Can you change "pixel coordinates" to "image coordinates" throughout the rows below, keeping everything else the same and leaving the pictures out of your copy?

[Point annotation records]

▶

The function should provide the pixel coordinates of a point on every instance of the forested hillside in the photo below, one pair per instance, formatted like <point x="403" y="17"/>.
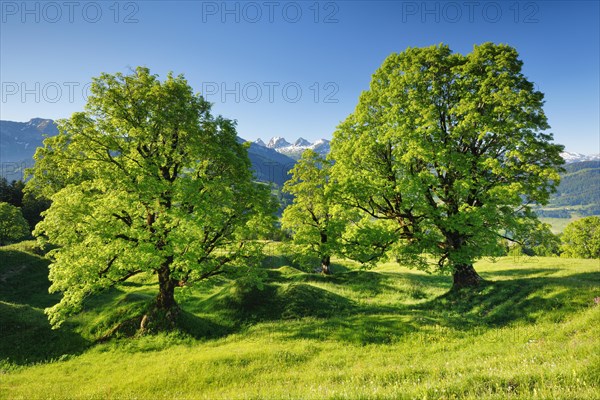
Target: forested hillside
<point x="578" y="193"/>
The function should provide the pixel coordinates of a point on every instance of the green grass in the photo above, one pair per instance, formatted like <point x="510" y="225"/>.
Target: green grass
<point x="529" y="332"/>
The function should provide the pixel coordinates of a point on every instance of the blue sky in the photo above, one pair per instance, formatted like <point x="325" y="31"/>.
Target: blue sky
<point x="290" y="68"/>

◀

RESULT OF THIS EXERCISE
The function should provide the image coordinates of a point on every instance of the forested hillside in the photo below, one pair per instance, formatted like <point x="403" y="17"/>.
Target: forested hillside
<point x="578" y="193"/>
The function should provide the image coordinates of a point on every instance of the green grass in the photo above, one pair per instance, formatted like <point x="510" y="225"/>.
Target: green grass
<point x="529" y="332"/>
The function should provide the image coordinates of a point on every instance of the blue sky in the photo above, one pair per instance, formatted like <point x="325" y="31"/>.
Target: blue sky
<point x="290" y="68"/>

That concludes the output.